## Exercise requirements
Report every line of the listing below that contains the string "segment". Case counts.

--------------------------------------------------

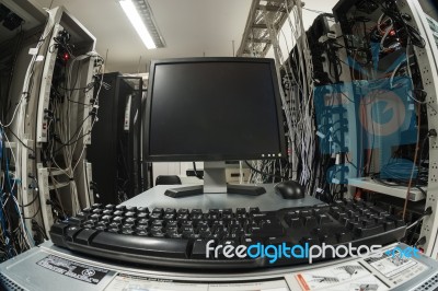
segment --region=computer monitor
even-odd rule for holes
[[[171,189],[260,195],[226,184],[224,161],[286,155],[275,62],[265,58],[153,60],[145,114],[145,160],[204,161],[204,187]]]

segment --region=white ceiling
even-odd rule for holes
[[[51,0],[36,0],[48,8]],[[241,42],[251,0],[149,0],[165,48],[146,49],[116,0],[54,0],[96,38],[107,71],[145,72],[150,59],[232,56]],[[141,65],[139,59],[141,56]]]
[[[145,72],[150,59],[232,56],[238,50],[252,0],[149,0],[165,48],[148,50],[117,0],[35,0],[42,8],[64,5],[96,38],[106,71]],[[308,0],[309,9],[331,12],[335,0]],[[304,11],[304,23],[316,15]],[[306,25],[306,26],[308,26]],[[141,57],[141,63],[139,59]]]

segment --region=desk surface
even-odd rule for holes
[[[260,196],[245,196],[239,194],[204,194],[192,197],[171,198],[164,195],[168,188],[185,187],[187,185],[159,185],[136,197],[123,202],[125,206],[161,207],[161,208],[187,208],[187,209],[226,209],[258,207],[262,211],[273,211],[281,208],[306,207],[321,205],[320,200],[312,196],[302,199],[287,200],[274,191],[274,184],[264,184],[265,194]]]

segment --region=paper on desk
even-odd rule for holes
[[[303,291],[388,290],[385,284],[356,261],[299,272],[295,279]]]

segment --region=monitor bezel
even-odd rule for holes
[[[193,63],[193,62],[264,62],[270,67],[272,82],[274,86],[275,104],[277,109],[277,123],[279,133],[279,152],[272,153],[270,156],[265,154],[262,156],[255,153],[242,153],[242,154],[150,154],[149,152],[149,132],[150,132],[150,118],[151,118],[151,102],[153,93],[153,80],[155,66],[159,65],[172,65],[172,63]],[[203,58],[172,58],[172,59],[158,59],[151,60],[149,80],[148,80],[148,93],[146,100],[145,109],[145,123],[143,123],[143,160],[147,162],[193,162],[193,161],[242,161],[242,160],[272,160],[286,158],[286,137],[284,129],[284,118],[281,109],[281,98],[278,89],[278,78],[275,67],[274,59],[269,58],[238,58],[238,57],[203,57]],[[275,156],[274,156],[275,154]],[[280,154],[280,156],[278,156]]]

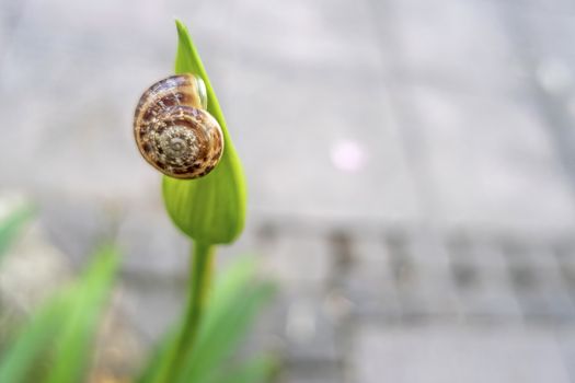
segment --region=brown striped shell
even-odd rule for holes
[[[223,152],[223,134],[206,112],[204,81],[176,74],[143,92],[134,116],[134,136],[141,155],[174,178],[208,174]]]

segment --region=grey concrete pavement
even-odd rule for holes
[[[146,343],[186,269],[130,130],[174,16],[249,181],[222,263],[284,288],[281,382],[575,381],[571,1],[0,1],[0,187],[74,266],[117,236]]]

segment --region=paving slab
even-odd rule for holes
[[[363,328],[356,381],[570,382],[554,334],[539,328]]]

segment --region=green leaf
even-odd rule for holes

--------------------------------------------------

## Solution to this task
segment --region=computer monitor
segment --region=white ceiling
segment --region=desk surface
segment --region=paper on desk
segment --region=monitor bezel
segment --region=brown striped shell
segment --region=grey concrete pavement
segment --region=paving slab
segment --region=green leaf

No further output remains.